── DATA TO USE
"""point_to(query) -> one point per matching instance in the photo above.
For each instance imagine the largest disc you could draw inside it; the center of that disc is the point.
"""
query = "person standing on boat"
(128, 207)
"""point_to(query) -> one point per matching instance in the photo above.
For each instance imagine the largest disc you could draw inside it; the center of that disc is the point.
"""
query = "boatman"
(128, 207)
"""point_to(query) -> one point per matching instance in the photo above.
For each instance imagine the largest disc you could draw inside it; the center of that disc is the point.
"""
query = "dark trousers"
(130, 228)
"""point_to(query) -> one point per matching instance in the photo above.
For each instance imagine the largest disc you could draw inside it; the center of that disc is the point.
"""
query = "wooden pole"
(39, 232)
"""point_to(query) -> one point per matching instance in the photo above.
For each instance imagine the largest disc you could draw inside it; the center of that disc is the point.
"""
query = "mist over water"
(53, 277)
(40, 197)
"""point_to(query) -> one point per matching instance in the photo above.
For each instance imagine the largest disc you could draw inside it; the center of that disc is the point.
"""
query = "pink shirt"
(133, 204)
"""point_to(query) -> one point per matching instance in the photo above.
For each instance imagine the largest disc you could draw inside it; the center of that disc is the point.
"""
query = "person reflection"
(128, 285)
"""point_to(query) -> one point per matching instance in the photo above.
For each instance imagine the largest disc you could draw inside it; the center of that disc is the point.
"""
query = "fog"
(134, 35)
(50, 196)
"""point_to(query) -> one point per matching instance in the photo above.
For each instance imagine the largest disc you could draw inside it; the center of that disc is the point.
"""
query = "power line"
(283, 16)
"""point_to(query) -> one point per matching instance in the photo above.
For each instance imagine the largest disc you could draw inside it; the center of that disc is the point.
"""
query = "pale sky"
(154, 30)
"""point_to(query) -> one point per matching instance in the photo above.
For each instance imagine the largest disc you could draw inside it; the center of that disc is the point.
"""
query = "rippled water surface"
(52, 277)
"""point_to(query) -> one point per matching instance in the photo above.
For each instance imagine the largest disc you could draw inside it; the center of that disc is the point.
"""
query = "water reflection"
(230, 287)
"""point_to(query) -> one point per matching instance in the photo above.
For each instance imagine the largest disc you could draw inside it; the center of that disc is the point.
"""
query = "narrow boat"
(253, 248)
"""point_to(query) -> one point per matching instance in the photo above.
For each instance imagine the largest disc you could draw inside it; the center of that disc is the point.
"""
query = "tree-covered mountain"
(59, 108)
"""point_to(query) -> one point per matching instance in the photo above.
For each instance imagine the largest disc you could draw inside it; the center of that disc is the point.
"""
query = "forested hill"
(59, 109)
────
> DIRECTIONS:
The answer must be an exact copy of every entry.

> TASK RESPONSE:
"""point_to(query) -> one point per matching instance in the photo above.
For each instance imagine the largest disc you could draw inside it; the center of that disc is the point.
"""
query = "person standing on boat"
(128, 207)
"""point_to(query) -> one point per matching instance in the photo above.
For each instance imagine the largest disc you could draw inside it; the center of that disc is the point.
"""
query = "boatman"
(128, 207)
"""point_to(query) -> one point per matching instance in the photo above.
For each instance imagine the largest disc you could draw inside it; the center of that disc is the point.
"""
query = "dark trousers"
(130, 228)
"""point_to(query) -> one point per matching instance in the photo above.
For each instance imagine the largest disc you could draw inside it; the center of that disc is the point.
"""
query = "wooden pole"
(39, 232)
"""point_to(query) -> one point per matching instance in the photo above.
For each instance imagine the largest disc you could draw inside it; the center of that disc is the point.
"""
query = "mist over water"
(53, 277)
(40, 197)
"""point_to(query) -> one point per matching instance in the photo above.
For each instance imagine the largest disc you could draw inside it; the center of that disc is the point.
"""
query = "pink shirt"
(133, 204)
"""point_to(query) -> one point per matching instance in the photo above.
For each instance imagine the largest disc you could draw inside it; the center of that disc is the point.
"""
query = "person reflection"
(128, 285)
"""point_to(query) -> one point per matching instance in the photo above.
For each instance imagine the largest disc you could draw inside it; the center of that disc is the point.
"""
query = "fog"
(134, 35)
(50, 196)
"""point_to(query) -> one point per matching instance in the photo above.
For each instance imagine the largest disc you could draw inside it; the center of that disc is the point.
"""
query = "power line"
(283, 16)
"""point_to(query) -> one point per matching instance in the photo above.
For each instance imagine the largest disc you could draw inside it; the center of that disc is the point.
"""
query = "pale sky"
(154, 30)
"""point_to(query) -> one point per matching instance in the photo above.
For each instance imagine the largest disc you could draw inside it; the center of that disc is the point.
"""
query = "rippled water surface"
(52, 277)
"""point_to(query) -> one point per matching instance in the photo above.
For each instance imagine the largest disc you could draw inside it; the center of that disc is the point.
"""
query = "water reflection"
(230, 287)
"""point_to(query) -> one point per matching instance in the photo above.
For each instance imagine the largest disc you could draw inside it; the center of that disc is the point.
"""
query = "narrow boat"
(253, 248)
"""point_to(query) -> one point per matching instance in the photo above.
For each instance imagine the largest disc you could draw inside it; the center of that disc is the point.
"""
query = "tree-covered mountain"
(59, 108)
"""point_to(query) -> one point per matching instance in the photo above.
For each instance imagine the largest disc you could draw inside it; the center of that disc is the point.
"""
query = "forested hill"
(59, 109)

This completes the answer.